> _EXCERPT_
The five schools adapt to online learning

Holly Feola and Katie Peters – News Editor and Arts Editor

As a result of shifting to online classes on March 30, Lasell’s five schools had to learn to adjust and adapt in different ways to ensure that students continue on track with their classes and graduate with their degrees. 

The School of Communication and the Arts has many classes that require using parts of the Adobe suite. Programs like Photoshop, Premiere, Illustrator, and InDesign are downloaded on many computers throughout campus and are usually free for students to use. Now that facilities are closed, students don’t have access to those computers but they do have access to the Adobe Creative Cloud for free through the school. 

Senior Ally Garriepy is enrolled in GRAP105 and was unsure how the transition would work. “When I first found out classes were going online I was extremely worried how I was going to complete my classwork,” she said. “The software has run smoothly on my personal laptop and it makes me wish we always had free access while enrolled at Lasell.”

Dean Rosenthal of the School of Humanities, Education, Justice & Social Sciences (HEJSS), noted that one change that has occurred within the school was the requirement of internships.

> _WHAT YOU SHOULD DO_
Name every Adobe program mentioned by name in the article on Lasell's schools moving to online learning.

(Point annotation records)
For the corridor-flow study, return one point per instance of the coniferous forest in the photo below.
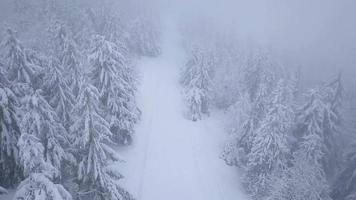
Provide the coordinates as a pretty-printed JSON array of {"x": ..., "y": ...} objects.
[{"x": 143, "y": 100}]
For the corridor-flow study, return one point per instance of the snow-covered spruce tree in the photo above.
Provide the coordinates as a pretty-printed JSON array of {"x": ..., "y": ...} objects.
[
  {"x": 10, "y": 168},
  {"x": 39, "y": 173},
  {"x": 19, "y": 67},
  {"x": 269, "y": 148},
  {"x": 143, "y": 38},
  {"x": 321, "y": 114},
  {"x": 69, "y": 57},
  {"x": 113, "y": 78},
  {"x": 98, "y": 180},
  {"x": 196, "y": 82},
  {"x": 345, "y": 185},
  {"x": 58, "y": 93},
  {"x": 305, "y": 178},
  {"x": 250, "y": 109},
  {"x": 41, "y": 121}
]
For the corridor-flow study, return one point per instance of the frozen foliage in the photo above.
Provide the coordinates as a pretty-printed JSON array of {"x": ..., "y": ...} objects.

> _TASK RESPONSE_
Photoshop, Premiere, Illustrator, InDesign